INPUT DATA.
↓↓↓
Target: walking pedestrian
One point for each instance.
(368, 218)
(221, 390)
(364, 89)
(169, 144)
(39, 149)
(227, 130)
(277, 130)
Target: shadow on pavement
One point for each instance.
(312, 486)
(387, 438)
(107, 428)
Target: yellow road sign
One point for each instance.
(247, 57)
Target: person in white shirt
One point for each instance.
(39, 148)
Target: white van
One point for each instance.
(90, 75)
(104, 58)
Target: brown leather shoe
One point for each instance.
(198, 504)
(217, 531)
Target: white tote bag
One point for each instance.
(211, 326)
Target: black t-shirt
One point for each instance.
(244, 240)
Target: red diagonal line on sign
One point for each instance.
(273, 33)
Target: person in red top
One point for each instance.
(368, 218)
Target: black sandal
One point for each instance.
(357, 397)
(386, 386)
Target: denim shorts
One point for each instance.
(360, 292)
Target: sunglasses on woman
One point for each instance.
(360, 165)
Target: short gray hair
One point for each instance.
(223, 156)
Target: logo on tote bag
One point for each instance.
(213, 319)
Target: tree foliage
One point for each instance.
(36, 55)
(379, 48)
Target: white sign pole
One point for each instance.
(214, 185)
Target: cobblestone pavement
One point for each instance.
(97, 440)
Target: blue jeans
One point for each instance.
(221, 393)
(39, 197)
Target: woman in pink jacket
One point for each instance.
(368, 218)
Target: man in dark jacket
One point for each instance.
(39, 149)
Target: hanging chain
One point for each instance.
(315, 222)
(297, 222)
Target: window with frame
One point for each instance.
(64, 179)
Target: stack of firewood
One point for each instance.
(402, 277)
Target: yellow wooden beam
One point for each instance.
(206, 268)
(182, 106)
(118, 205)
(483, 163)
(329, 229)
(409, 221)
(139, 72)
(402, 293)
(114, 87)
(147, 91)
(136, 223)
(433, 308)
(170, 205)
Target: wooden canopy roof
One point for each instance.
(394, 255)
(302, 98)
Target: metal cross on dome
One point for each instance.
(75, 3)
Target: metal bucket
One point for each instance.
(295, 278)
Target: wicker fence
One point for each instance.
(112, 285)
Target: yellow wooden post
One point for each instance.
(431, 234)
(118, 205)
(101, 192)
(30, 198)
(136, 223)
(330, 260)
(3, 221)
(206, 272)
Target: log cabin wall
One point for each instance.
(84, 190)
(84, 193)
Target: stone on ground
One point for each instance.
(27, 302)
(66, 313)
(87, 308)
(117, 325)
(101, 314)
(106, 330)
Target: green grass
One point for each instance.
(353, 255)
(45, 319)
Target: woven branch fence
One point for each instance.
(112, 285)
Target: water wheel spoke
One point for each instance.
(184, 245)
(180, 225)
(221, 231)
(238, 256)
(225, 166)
↑↑↑
YOUR TASK. Return the material in full, exactly as shown.

WRITTEN ANSWER.
Target: walking pedestrian
One point for each instance.
(368, 218)
(221, 390)
(364, 89)
(169, 144)
(39, 149)
(227, 130)
(277, 130)
Target: shadow on pavement
One point for each instance.
(312, 486)
(387, 438)
(107, 428)
Target: yellow road sign
One point for each instance.
(247, 57)
Target: person in white shirt
One point for each instance.
(39, 148)
Target: white van
One point for each instance.
(90, 75)
(104, 58)
Target: brown leather shoe
One point for each instance.
(198, 504)
(217, 531)
Target: white tote bag
One point for each instance.
(211, 326)
Target: black t-shirt
One point for each instance.
(244, 240)
Target: red diagonal line on sign
One point for each instance.
(273, 33)
Target: person in red top
One point for each instance.
(368, 218)
Target: black sandal
One point for each instance.
(357, 397)
(386, 386)
Target: denim shorts
One point for each instance.
(360, 292)
Target: sunglasses on woman
One point for each instance.
(360, 165)
Target: short gray hair
One point for each instance.
(223, 156)
Target: logo on tote bag
One point for each instance.
(213, 319)
Target: tree foliage
One point for each instance.
(36, 55)
(379, 48)
Target: white sign pole
One point for each instance.
(214, 185)
Target: cobblestone pavement
One point for each instance.
(97, 440)
Target: blue jeans
One point for each instance.
(221, 393)
(39, 197)
Target: woman in pink jacket
One point for each instance.
(368, 218)
Target: man in dark jacket
One point for each instance.
(39, 149)
Target: hanging chain
One point for each instance.
(315, 222)
(297, 222)
Target: window with frame
One point for each instance.
(64, 179)
Target: stack of firewood
One point for each instance.
(402, 277)
Target: yellow wooden beam
One point for each instance.
(206, 268)
(182, 106)
(118, 205)
(483, 163)
(329, 229)
(409, 221)
(139, 72)
(402, 293)
(114, 87)
(147, 91)
(136, 223)
(433, 308)
(170, 205)
Target: wooden canopy roof
One point for each instance.
(394, 255)
(302, 98)
Target: metal cross on dome
One point for each instance.
(75, 3)
Target: metal bucket
One point for each instance.
(295, 278)
Target: wicker fence
One point for each instance.
(112, 285)
Target: yellow wooden post
One point for each instance.
(431, 234)
(118, 205)
(101, 192)
(30, 198)
(136, 223)
(330, 260)
(3, 221)
(206, 272)
Target: log cabin wall
One point for each instance.
(84, 190)
(84, 193)
Target: stone on ground
One point for each instance.
(27, 302)
(66, 313)
(87, 308)
(117, 325)
(101, 314)
(106, 330)
Target: green grass
One point for each instance.
(353, 255)
(45, 319)
Target: woven branch fence
One point for each instance.
(112, 285)
Target: water wheel spoke
One point for each instance.
(184, 245)
(180, 225)
(221, 231)
(238, 256)
(225, 166)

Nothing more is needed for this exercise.